- [Extrait du document]:
------------------------------
Publié par Gladys
« Madame de Rênal, qui se levait déjà, se rassit en disant, d’une voix mourante :
— Je me sens, à la vérité, un peu malade, mais le grand air me fait du bien.
Ces mots confirmèrent le bonheur de Julien, qui, dans ce moment, était extrême : il parla, il oublia de feindre, il parut l’homme le plus aimable aux deux amies qui l’écoutaient. Cependant il y avait encore un peu de manque de courage dans cette éloquence qui lui arrivait tout à coup. Il craignait mortellement que madame Derville, fatiguée du vent qui commençait à s’élever, et qui précédait la tempête, ne voulût rentrer seule au salon. Alors il serait resté en tête à tête avec madame de Rênal. Il avait eu presque par hasard le courage aveugle qui suffit pour agir ; mais il sentait qu’il était hors de sa puissance de dire le mot le plus simple à madame de Rênal. Quelque légers que fussent ses reproches, il allait être battu, et l’avantage qu’il venait d’obtenir anéanti.
------------------------------
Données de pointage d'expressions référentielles
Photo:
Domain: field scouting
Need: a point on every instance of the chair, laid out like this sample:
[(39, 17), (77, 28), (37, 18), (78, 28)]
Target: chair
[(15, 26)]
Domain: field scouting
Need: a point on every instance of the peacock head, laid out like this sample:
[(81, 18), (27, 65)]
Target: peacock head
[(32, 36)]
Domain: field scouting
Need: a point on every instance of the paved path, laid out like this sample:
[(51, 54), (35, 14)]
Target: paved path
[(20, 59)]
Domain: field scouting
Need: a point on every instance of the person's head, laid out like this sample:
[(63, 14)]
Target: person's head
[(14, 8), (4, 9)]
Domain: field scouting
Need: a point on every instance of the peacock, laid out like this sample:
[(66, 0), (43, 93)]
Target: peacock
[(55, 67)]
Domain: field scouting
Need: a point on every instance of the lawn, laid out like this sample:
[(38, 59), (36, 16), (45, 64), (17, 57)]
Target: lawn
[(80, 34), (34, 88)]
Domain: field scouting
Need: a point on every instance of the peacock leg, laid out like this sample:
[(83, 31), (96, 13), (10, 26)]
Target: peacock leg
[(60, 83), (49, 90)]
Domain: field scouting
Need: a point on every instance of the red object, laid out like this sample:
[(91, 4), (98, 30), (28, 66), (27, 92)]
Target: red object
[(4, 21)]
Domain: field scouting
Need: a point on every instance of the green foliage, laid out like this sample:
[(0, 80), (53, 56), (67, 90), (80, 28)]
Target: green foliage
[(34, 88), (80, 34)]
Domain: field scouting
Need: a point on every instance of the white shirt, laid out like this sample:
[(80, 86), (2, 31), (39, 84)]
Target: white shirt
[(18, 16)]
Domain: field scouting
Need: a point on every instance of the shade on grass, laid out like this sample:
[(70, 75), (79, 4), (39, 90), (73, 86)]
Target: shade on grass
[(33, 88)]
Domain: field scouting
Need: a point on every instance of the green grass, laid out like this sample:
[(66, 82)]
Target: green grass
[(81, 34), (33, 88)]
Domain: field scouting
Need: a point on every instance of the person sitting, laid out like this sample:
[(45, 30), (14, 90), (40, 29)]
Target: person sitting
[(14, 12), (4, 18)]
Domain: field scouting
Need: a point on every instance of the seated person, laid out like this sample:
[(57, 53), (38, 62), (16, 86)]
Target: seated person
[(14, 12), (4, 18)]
------------------------------
- [À faire]:
[a] Recopiez le passage sur Julien et madame de Rênal en commençant à « Ces mots confirmèrent » et en finissant à « venait d’obtenir anéanti. ».
[b] Prolongez le récit sur Julien et madame de Rênal à partir de sa dernière phrase.

- [Réponses]:
[a]
Ces mots confirmèrent le bonheur de Julien, qui, dans ce moment, était extrême : il parla, il oublia de feindre, il parut l’homme le plus aimable aux deux amies qui l’écoutaient. Cependant il y avait encore un peu de manque de courage dans cette éloquence qui lui arrivait tout à coup. Il craignait mortellement que madame Derville, fatiguée du vent qui commençait à s’élever, et qui précédait la tempête, ne voulût rentrer seule au salon. Alors il serait resté en tête à tête avec madame de Rênal. Il avait eu presque par hasard le courage aveugle qui suffit pour agir ; mais il sentait qu’il était hors de sa puissance de dire le mot le plus simple à madame de Rênal. Quelque légers que fussent ses reproches, il allait être battu, et l’avantage qu’il venait d’obtenir anéanti.

[b]
Heureusement pour lui, ce soir-là, ses discours touchants et emphatiques trouvèrent grâce devant madame Derville, qui très souvent le trouvait gauche comme un enfant, un peu amusant. Pour madame de Rênal, la main dans celle de Julien, elle ne pensait à rien ; elle se laissait vivre. Les heures qu’on passa sous ce grand tilleul que la tradition du pays dit planté par Charles le Téméraire, furent pour elle une époque de bonheur. Elle écoutait avec délices les gémissements du vent dans l’épais feuillage du tilleul, et le bruit de quelques gouttes rares qui commençaient à tomber sur ses feuilles les plus basses. Julien ne remarqua pas une circonstance qui l’eût bien rassuré ; madame de Rênal, qui avait été obligée de lui ôter sa main, parce qu’elle se leva pour aider sa cousine à relever un vase de fleurs que le vent venait de renverser à leurs pieds, fut à peine assise de nouveau, qu’elle lui rendit sa main presque sans difficulté, et comme si déjà c’eût été entre eux une chose convenue. »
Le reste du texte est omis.